▶ **Brief**: Copy every line of the listing below verbatim.

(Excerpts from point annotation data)
━━━━━━━━━━━━━━━━━━━━━━━━━━━━━━

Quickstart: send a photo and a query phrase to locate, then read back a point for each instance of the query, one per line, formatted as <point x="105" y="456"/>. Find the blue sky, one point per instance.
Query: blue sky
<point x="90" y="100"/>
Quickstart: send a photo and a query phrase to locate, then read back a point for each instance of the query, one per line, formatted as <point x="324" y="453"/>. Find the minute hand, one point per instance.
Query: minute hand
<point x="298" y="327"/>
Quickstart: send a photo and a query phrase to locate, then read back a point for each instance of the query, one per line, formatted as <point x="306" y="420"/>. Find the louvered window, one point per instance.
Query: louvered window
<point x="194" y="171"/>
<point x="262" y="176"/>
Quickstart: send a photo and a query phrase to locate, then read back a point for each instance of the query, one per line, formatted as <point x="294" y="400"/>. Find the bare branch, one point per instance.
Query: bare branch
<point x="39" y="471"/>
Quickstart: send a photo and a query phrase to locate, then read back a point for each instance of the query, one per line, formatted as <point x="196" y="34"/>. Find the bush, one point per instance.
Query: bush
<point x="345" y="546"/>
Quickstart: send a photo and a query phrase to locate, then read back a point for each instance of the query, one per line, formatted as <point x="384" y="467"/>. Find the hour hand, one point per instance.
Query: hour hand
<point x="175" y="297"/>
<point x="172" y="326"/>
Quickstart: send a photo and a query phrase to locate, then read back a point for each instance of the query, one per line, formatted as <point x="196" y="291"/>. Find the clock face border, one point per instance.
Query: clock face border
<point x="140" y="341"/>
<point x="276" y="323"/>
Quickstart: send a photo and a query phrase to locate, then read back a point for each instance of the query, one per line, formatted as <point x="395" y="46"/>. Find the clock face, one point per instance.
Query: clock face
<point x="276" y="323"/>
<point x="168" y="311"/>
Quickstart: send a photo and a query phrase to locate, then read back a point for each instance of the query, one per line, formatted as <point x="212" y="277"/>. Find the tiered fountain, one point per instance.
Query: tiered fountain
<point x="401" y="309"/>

━━━━━━━━━━━━━━━━━━━━━━━━━━━━━━

▶ **Output of the exercise**:
Quickstart: send a photo and a query phrase to locate, then read back a point for each instance of the query, one per line, formatted as <point x="105" y="456"/>. Find the blue sky, one point per instance.
Query: blue sky
<point x="90" y="100"/>
Quickstart: send a photo and a query phrase to locate, then read back a point for each instance of the query, one per line, formatted as <point x="324" y="453"/>. Find the minute hand, one point per instance.
Query: minute hand
<point x="298" y="327"/>
Quickstart: send a photo and a query phrase to locate, then read back a point for each instance of the query, one per line, formatted as <point x="306" y="420"/>. Find the louvered window, one point per instance.
Query: louvered window
<point x="194" y="171"/>
<point x="262" y="176"/>
Quickstart: send a photo and a query phrase to locate, then read back a point for each instance of the query, one per line, formatted as <point x="294" y="400"/>. Find the bare branch, one point per instance.
Query: bare branch
<point x="39" y="471"/>
Quickstart: send a photo and a query phrase to locate, then read back a point for each instance of the query, one per line, formatted as <point x="196" y="34"/>. Find the bush, one point per instance.
Query: bush
<point x="345" y="546"/>
Quickstart: send a photo and a query phrase to locate, then read back a point for each instance of the query, one per line, formatted as <point x="384" y="467"/>. Find the hour hand, one point per instance.
Query: hour hand
<point x="175" y="297"/>
<point x="172" y="326"/>
Quickstart: send a photo and a query phrase to locate, then read back a point for each instance of the query, one per line, formatted as <point x="196" y="291"/>. Find the clock face border, one point per instance.
Query: clock face border
<point x="140" y="341"/>
<point x="276" y="323"/>
Quickstart: send a photo and a query phrase to locate, then read back a point for each instance of the query, one per line, formatted as <point x="395" y="46"/>. Find the clock face, one point per instance.
Query: clock face
<point x="276" y="323"/>
<point x="168" y="311"/>
Quickstart: send a photo and a query phrase to locate, then read back a point for each instance of the query, one per line, formatted as <point x="212" y="277"/>. Find the tiered fountain, one point per instance.
Query: tiered fountain
<point x="401" y="309"/>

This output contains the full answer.